* [Your instructions] Rewrite the data below as a JSON list of strings, with one string per line and no blank lines. Leave out the picture.

+++

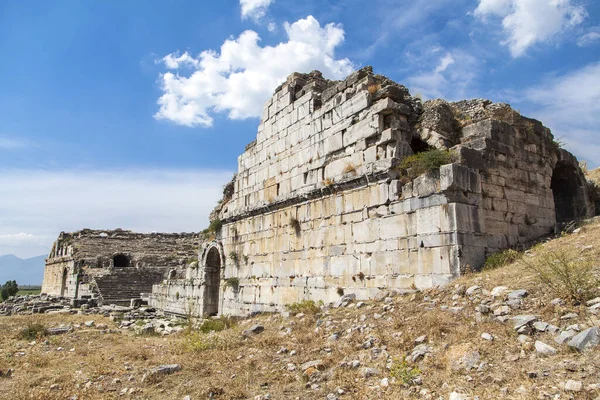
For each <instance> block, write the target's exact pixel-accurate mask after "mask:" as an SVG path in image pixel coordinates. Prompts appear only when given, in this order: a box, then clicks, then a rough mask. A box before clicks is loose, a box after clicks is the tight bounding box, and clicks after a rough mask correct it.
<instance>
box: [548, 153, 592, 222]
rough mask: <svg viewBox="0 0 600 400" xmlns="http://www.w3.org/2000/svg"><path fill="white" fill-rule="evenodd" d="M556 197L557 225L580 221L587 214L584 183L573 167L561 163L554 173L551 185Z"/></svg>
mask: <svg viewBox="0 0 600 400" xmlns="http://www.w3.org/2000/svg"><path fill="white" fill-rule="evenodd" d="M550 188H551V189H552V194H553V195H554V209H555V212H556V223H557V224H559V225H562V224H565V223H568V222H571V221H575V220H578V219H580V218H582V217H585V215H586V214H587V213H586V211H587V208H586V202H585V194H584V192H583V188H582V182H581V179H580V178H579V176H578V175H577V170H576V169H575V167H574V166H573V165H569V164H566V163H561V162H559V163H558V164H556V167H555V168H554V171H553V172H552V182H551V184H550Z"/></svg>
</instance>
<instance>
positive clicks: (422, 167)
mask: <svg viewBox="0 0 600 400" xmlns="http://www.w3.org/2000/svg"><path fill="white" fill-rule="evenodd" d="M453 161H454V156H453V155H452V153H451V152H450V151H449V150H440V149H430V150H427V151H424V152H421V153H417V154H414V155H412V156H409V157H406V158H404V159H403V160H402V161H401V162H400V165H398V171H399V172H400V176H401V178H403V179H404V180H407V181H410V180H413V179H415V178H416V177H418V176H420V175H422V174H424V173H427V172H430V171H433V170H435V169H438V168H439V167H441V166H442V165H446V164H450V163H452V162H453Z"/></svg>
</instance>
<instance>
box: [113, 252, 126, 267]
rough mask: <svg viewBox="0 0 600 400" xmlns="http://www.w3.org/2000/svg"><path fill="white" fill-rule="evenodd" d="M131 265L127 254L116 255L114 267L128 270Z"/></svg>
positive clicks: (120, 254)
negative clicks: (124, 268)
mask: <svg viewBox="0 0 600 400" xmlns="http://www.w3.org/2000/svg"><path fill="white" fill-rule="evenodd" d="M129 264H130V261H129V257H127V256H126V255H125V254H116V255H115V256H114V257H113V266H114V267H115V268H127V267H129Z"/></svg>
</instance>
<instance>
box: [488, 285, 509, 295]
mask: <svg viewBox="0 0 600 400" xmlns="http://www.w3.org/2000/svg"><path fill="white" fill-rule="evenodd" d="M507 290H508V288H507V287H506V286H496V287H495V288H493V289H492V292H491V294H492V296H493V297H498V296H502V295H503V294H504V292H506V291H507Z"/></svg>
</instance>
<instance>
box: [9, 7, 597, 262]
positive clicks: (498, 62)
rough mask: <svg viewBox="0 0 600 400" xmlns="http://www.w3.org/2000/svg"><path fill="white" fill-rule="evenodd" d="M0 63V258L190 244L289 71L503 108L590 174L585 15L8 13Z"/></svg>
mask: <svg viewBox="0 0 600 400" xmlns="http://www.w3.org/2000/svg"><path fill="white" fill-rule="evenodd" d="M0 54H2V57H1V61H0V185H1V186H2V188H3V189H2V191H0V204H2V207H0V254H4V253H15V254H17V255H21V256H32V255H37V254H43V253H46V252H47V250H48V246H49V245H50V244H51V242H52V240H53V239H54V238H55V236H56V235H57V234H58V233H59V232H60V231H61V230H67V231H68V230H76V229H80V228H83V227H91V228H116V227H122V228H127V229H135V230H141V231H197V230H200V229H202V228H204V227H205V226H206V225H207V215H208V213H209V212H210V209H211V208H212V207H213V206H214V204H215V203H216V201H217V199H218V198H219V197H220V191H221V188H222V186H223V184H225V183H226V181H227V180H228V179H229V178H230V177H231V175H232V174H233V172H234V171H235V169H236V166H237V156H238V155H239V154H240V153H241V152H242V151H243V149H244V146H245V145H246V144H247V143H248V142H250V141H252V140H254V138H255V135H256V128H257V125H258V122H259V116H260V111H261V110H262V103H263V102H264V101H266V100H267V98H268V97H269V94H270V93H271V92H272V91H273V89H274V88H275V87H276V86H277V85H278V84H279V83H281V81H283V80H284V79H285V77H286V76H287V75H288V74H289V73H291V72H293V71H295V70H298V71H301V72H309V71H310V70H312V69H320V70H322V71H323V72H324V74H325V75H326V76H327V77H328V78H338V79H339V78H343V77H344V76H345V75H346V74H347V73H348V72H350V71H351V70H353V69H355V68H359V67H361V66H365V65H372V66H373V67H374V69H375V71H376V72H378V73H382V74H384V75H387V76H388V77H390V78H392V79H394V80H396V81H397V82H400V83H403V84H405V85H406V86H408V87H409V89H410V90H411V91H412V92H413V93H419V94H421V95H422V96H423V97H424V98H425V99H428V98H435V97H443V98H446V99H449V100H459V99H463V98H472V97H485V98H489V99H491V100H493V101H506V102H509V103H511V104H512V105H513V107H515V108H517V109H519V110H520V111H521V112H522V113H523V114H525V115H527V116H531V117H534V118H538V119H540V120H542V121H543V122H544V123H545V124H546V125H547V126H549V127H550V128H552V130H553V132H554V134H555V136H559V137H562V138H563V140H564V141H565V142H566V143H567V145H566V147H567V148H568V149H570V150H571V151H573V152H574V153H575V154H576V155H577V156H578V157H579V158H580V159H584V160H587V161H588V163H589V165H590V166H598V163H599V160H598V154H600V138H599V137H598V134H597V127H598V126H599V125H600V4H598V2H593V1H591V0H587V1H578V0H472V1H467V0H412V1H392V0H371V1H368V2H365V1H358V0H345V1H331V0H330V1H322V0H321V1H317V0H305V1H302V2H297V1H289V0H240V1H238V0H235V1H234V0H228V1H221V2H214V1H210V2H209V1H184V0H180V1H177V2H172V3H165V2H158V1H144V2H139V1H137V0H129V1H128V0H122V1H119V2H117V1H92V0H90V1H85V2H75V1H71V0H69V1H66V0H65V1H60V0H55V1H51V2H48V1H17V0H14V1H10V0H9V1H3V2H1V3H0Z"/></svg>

+++

* [Answer to this exercise]
[
  "For each <instance> block, write the target's exact pixel-accurate mask after \"mask:\" as an SVG path in image pixel coordinates. Prompts appear only when given, in this order: a box, then clicks, then a rough mask. A box before clicks is loose, a box after clicks is the tight bounding box, and clicks after a rough mask correct it.",
  "<instance>",
  "box: [548, 153, 592, 222]",
  "rough mask: <svg viewBox=\"0 0 600 400\" xmlns=\"http://www.w3.org/2000/svg\"><path fill=\"white\" fill-rule=\"evenodd\" d=\"M556 197L557 225L580 221L587 214L584 183L573 167L561 163L554 173L551 185Z\"/></svg>",
  "mask: <svg viewBox=\"0 0 600 400\" xmlns=\"http://www.w3.org/2000/svg\"><path fill=\"white\" fill-rule=\"evenodd\" d=\"M550 188H551V189H552V194H553V195H554V209H555V212H556V223H557V224H559V225H562V224H565V223H568V222H571V221H575V220H578V219H580V218H582V217H585V215H586V214H587V213H586V211H587V208H586V202H585V194H584V192H583V188H582V182H581V179H580V178H579V176H578V175H577V170H576V169H575V167H574V166H573V165H569V164H566V163H561V162H559V163H558V164H556V167H555V168H554V171H553V172H552V182H551V184H550Z\"/></svg>",
  "</instance>",
  "<instance>",
  "positive clicks: (422, 167)",
  "mask: <svg viewBox=\"0 0 600 400\" xmlns=\"http://www.w3.org/2000/svg\"><path fill=\"white\" fill-rule=\"evenodd\" d=\"M453 161H454V156H453V155H452V153H451V152H450V151H449V150H440V149H430V150H427V151H424V152H421V153H417V154H414V155H412V156H409V157H406V158H404V159H403V160H402V161H401V162H400V165H398V171H399V172H400V176H401V178H403V179H404V180H407V181H410V180H413V179H415V178H416V177H418V176H420V175H422V174H424V173H427V172H430V171H433V170H435V169H438V168H439V167H441V166H442V165H446V164H450V163H452V162H453Z\"/></svg>",
  "</instance>",
  "<instance>",
  "box: [113, 252, 126, 267]",
  "rough mask: <svg viewBox=\"0 0 600 400\" xmlns=\"http://www.w3.org/2000/svg\"><path fill=\"white\" fill-rule=\"evenodd\" d=\"M131 265L127 254L116 255L114 267L128 270Z\"/></svg>",
  "positive clicks: (120, 254)",
  "negative clicks: (124, 268)",
  "mask: <svg viewBox=\"0 0 600 400\" xmlns=\"http://www.w3.org/2000/svg\"><path fill=\"white\" fill-rule=\"evenodd\" d=\"M129 264H130V261H129V257H127V256H126V255H125V254H116V255H115V256H114V257H113V266H114V267H115V268H127V267H129Z\"/></svg>",
  "</instance>",
  "<instance>",
  "box: [488, 285, 509, 295]",
  "mask: <svg viewBox=\"0 0 600 400\" xmlns=\"http://www.w3.org/2000/svg\"><path fill=\"white\" fill-rule=\"evenodd\" d=\"M507 290H508V288H507V287H506V286H496V287H495V288H493V289H492V292H491V294H492V296H493V297H498V296H502V295H503V294H504V292H506V291H507Z\"/></svg>",
  "</instance>",
  "<instance>",
  "box: [9, 7, 597, 262]",
  "positive clicks: (498, 62)",
  "rough mask: <svg viewBox=\"0 0 600 400\" xmlns=\"http://www.w3.org/2000/svg\"><path fill=\"white\" fill-rule=\"evenodd\" d=\"M0 63V258L190 244L289 71L503 108L590 174L585 15L8 13Z\"/></svg>",
  "mask: <svg viewBox=\"0 0 600 400\" xmlns=\"http://www.w3.org/2000/svg\"><path fill=\"white\" fill-rule=\"evenodd\" d=\"M0 54H2V57H1V61H0V185H1V186H2V188H3V189H2V191H0V204H2V207H0V254H4V253H15V254H17V255H21V256H32V255H37V254H43V253H46V252H47V250H48V246H49V245H50V244H51V242H52V240H53V239H54V238H55V236H56V235H57V234H58V233H59V232H60V231H61V230H67V231H68V230H76V229H80V228H83V227H91V228H116V227H122V228H127V229H135V230H141V231H197V230H200V229H202V228H204V227H205V226H206V225H207V215H208V213H209V212H210V209H211V208H212V207H213V206H214V204H215V203H216V201H217V199H218V198H219V197H220V191H221V188H222V186H223V184H225V183H226V181H227V180H228V179H229V178H230V177H231V175H232V174H233V172H234V171H235V169H236V166H237V156H238V155H239V154H240V153H241V152H242V151H243V149H244V146H245V145H246V144H247V143H248V142H250V141H252V140H254V138H255V135H256V128H257V125H258V122H259V116H260V111H261V110H262V103H263V102H264V101H266V100H267V98H268V97H269V94H270V93H271V92H272V91H273V89H274V88H275V87H276V86H277V85H278V84H279V83H281V81H283V80H284V79H285V77H286V76H287V75H288V74H289V73H291V72H293V71H295V70H298V71H301V72H309V71H310V70H312V69H320V70H322V71H323V72H324V74H325V75H326V76H327V77H328V78H338V79H339V78H343V77H344V76H345V75H346V74H347V73H348V72H350V71H351V70H353V69H355V68H359V67H361V66H365V65H372V66H373V67H374V69H375V71H376V72H378V73H382V74H384V75H387V76H388V77H390V78H392V79H394V80H396V81H397V82H400V83H403V84H405V85H406V86H408V87H409V89H410V90H411V91H412V92H413V93H419V94H421V95H422V96H423V97H424V98H425V99H428V98H435V97H443V98H446V99H449V100H459V99H463V98H472V97H485V98H489V99H491V100H493V101H506V102H509V103H511V104H512V105H513V107H515V108H517V109H519V110H520V111H521V112H522V113H523V114H525V115H527V116H531V117H534V118H538V119H540V120H542V121H543V122H544V123H545V124H546V125H547V126H549V127H550V128H552V130H553V132H554V134H555V136H559V137H562V138H563V140H564V141H565V142H566V143H567V145H566V147H567V148H568V149H570V150H571V151H573V152H574V153H575V154H576V155H577V156H578V157H579V158H580V159H584V160H587V161H588V163H589V165H590V166H598V163H599V160H598V154H600V138H599V137H598V134H597V127H598V126H599V125H600V4H598V2H593V1H591V0H587V1H578V0H472V1H467V0H412V1H392V0H371V1H368V2H365V1H358V0H345V1H331V0H330V1H322V0H321V1H317V0H305V1H302V2H297V1H289V0H240V1H238V0H235V1H234V0H228V1H221V2H214V1H210V2H209V1H184V0H180V1H177V2H172V3H165V2H158V1H144V2H139V1H137V0H129V1H128V0H122V1H119V2H117V1H92V0H90V1H85V2H75V1H71V0H69V1H66V0H65V1H60V0H55V1H51V2H48V1H17V0H14V1H10V0H9V1H3V2H1V3H0Z\"/></svg>"
]